[Excerpts of pointing data]
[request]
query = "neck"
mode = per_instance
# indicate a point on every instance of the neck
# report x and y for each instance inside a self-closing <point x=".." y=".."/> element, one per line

* **Problem**
Can you duplicate the data above line for line, with no changes at all?

* **Output below**
[request]
query = "neck"
mode = per_instance
# indicate a point on every instance of the neck
# report x and y for each instance inside a self-closing <point x=".." y=".."/> element, one per line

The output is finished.